# Page extract:
--------------------------------

Keywords: retinitis pigmentosa, retinal pigment epithelium, melanin pigment, photoreceptor cells, retinal degeneration

Introduction

Retinitis pigmentosa (RP) is a genetic heterogeneous disease that can be inherited as autosomal-dominant (about 30–40% of cases), autosomal-recessive (50–60%) or X-linked (5–15%)1, 2 traits. An autosomal dominant (ADRP) subgroup of RP is caused in 25% of the cases by a mutation in the rhodopsin gene (RHO). In approximately 20% of cases, autosomal recessive RP (ARRP) is associated with a mutation in the USH2A gene and X-linked RP is causative in 70% of patients by a mutation in the RPGR (retinitis pigmentosa GTPase regulator) gene. Many other genes are involved in the genesis of each type of RP, however there are a large percentage of cases in which the genetic cause is unknown.

The disease generally starts in the periphery of the retina and progresses centrally resulting in a tunnel-like field of vision. The inner nuclear layer and the ganglion cell layer are usually well preserved in early stages of the disease, but degenerate later.2 The most characteristic fundus findings in RP patients are retinal vessel attenuation, and a pale waxy optic nerve head.2 Especially in the later stages of RP, aberrant aggregations of melanin pigment-containing cells can be visible in the mid-peripheral or far periphery of the fundus. These pigmentary changes are typically described as assuming the shape of bone-spicules.

--------------------------------

# Dataset entries:
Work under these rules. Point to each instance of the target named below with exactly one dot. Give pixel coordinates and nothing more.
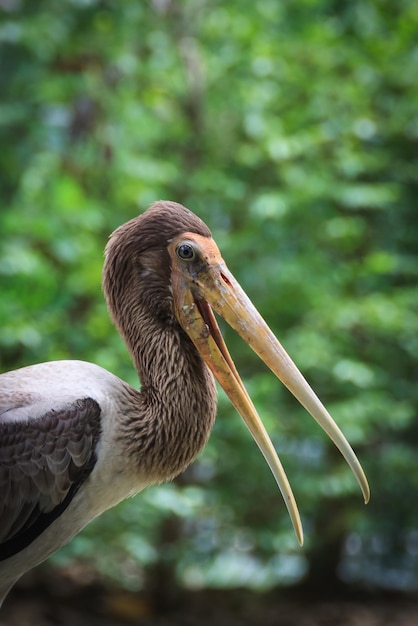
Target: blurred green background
(291, 128)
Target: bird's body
(75, 439)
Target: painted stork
(76, 440)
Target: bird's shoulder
(47, 450)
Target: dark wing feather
(43, 463)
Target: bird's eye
(186, 252)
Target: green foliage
(291, 128)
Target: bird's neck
(177, 402)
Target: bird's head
(177, 251)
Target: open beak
(203, 281)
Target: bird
(75, 439)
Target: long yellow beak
(201, 280)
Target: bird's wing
(43, 461)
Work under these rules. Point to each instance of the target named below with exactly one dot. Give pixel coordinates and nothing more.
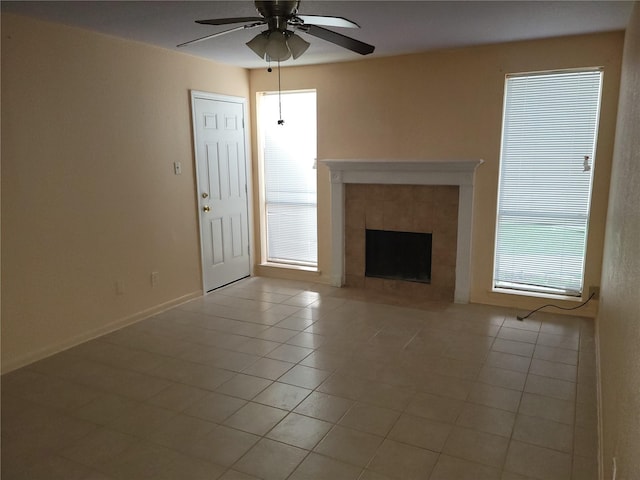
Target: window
(289, 153)
(546, 171)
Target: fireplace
(402, 256)
(449, 185)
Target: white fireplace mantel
(405, 172)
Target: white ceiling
(394, 27)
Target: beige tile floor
(283, 380)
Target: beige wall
(91, 126)
(618, 321)
(448, 105)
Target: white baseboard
(34, 356)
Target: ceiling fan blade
(217, 34)
(227, 21)
(326, 21)
(339, 39)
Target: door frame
(195, 95)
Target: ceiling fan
(278, 42)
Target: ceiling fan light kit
(277, 43)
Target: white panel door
(222, 193)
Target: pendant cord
(280, 121)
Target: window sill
(550, 296)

--------------------------------

# Task list:
(1) According to the introduction on retinitis pigmentosa, in what percentage of patients is X-linked RP caused by a mutation in the RPGR gene?
(2) In the introduction on retinitis pigmentosa, switch "mutation" to "variant" and write out the passage that begins at the words "Introduction" and stops after "cause is unknown.".
(3) Name every gene the introduction on retinitis pigmentosa identifies by name as a cause of RP.

# Solutions to each task:
(1) 70%

(2)
Introduction

Retinitis pigmentosa (RP) is a genetic heterogeneous disease that can be inherited as autosomal-dominant (about 30–40% of cases), autosomal-recessive (50–60%) or X-linked (5–15%)1, 2 traits. An autosomal dominant (ADRP) subgroup of RP is caused in 25% of the cases by a variant in the rhodopsin gene (RHO). In approximately 20% of cases, autosomal recessive RP (ARRP) is associated with a variant in the USH2A gene and X-linked RP is causative in 70% of patients by a variant in the RPGR (retinitis pigmentosa GTPase regulator) gene. Many other genes are involved in the genesis of each type of RP, however there are a large percentage of cases in which the genetic cause is unknown.

(3) The rhodopsin gene (RHO), the USH2A gene and the RPGR (retinitis pigmentosa GTPase regulator) gene.